▶ **DOCUMENT EXTRACT**:
- - - -
After choosing that approach, the team strove to craft a storyline about world-weary roommates that viewers could relate to, even though its stars were heavily costumed as fantastical beings that almost certainly don’t exist (though in these absurd times, can we really be sure?)

“We did a full day of makeup testing prior to the shoot, which actually ended up coming in handy,” agency copywriter Ben Englander tells Muse. “Little details like the yeti’s face shape and fur paint were smoothed out ahead of time to avoid grimaces in video village.”

Though AI wasn’t engaged, old-school camera trickery helped enhance the illusion.

“We used forced perspective and blue screens to make the 6-foot tall alien actor look 4-feet tall, and the 5’5″ yeti actor look 8 feet tall,” Englander says. “That’s right—the yeti actor was considerably shorter than the alien. Who’d have thunk it?”
- - - -
▶ **DATASET CONTENT**:
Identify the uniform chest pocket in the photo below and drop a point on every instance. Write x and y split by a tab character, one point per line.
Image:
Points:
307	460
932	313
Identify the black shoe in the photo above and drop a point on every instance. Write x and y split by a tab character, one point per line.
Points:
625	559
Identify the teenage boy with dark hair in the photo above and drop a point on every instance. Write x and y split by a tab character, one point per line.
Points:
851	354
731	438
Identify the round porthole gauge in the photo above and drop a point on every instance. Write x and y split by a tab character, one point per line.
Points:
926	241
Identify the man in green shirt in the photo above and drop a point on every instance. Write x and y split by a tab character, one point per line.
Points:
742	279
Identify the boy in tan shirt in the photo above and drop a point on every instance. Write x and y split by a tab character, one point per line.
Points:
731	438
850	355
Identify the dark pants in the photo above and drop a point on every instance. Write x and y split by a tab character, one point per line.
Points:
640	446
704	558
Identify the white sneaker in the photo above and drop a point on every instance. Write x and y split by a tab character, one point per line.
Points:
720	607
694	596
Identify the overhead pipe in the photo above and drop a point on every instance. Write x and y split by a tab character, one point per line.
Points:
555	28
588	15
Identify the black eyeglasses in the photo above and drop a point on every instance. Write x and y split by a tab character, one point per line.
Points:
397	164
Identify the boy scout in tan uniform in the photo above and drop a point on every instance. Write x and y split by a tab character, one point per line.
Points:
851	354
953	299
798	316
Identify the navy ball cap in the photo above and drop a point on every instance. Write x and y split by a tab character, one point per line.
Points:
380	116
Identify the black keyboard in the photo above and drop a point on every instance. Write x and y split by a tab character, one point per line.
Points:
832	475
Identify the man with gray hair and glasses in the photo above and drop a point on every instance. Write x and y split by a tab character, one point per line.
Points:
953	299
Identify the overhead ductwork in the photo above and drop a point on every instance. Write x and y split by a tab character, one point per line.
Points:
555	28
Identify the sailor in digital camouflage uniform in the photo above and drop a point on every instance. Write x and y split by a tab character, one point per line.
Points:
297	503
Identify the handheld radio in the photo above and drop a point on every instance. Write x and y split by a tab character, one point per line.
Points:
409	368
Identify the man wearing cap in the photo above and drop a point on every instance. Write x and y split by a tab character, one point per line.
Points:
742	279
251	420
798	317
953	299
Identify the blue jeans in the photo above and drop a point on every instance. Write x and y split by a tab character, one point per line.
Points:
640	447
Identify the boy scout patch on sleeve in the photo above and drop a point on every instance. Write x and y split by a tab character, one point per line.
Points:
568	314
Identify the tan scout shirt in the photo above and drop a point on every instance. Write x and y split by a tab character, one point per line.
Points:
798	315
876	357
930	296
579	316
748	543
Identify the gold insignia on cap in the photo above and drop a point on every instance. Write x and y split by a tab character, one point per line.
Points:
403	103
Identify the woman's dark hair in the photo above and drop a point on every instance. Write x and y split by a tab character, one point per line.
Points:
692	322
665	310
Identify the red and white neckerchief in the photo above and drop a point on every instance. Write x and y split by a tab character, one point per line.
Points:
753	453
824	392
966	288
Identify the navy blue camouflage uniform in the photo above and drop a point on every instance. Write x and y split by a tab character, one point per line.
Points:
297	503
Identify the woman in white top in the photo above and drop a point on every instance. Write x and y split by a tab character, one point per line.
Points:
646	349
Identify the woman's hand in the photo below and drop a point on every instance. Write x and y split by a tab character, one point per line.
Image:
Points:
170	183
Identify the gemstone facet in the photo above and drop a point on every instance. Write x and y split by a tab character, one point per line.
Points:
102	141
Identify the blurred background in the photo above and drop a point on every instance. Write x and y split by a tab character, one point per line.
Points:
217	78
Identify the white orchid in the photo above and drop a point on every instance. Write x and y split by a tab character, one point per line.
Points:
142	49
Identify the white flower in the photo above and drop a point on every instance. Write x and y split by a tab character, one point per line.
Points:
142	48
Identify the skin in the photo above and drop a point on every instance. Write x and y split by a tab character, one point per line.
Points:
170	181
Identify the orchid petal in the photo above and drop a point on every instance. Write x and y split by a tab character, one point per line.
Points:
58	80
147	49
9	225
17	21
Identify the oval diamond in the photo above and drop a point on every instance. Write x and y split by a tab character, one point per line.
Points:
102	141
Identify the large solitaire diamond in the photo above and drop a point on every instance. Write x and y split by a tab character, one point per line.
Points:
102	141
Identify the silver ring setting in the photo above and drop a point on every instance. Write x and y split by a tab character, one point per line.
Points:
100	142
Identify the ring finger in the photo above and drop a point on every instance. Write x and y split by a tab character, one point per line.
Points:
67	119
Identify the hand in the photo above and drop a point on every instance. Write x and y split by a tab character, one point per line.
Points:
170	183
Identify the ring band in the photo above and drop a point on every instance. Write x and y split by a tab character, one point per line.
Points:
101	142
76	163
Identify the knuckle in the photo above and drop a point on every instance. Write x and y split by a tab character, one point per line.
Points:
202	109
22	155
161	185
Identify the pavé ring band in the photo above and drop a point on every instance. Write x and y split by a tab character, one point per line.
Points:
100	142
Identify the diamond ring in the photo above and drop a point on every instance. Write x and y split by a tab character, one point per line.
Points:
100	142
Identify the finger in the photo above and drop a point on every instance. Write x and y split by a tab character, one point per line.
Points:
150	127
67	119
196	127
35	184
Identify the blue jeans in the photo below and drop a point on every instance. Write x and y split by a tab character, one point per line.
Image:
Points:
- - - -
▶ **ACTIONS TO TAKE**:
1. Revise the part of the listing that starts with the line containing "Identify the pavé" and goes through the end of the listing. Replace "drop a point" with "place a marker" and leave everything else unchanged.
2. Continue the piece about the yeti and alien roommate commercial from where it stops.
The text about the yeti-and-alien roommate ad and the listing are unrelated.

▶ **ANSWERS**:
1.
Identify the pavé ring band in the photo above and place a marker on every instance. Write x and y split by a tab character, one point per line.
Points:
100	142
Identify the diamond ring in the photo above and place a marker on every instance. Write x and y split by a tab character, one point per line.
Points:
100	142
Identify the finger in the photo above and place a marker on every instance. Write x and y split by a tab character, one point per line.
Points:
150	127
67	119
196	127
35	184
Identify the blue jeans in the photo below and place a marker on every instance. Write x and y split by a tab character, one point per line.
Image:
Points:

2.
Veteran Chuck Willis handled the edit, “Then we added VFX, like the subtle facial expressions and blinks of the alien. After making the greens and grays pop in color and smoothing out every beat of the end card, we called it a wrap.”

It was, Englander says, the kind of shoot that makes memories.

“It’s the little moments that stick with you most. Like chatting about the best spots in Atlanta with an actual alien over tacos,” he recalls. “Or watching our art director’s children stare in trepidation as two monsters moseyed about.”

Yetis have become advertising fixtures of late (especially during the frosty EOY holidays), while extraterrestrials invaded campaigns for pizza rolls, cars, tourism and more.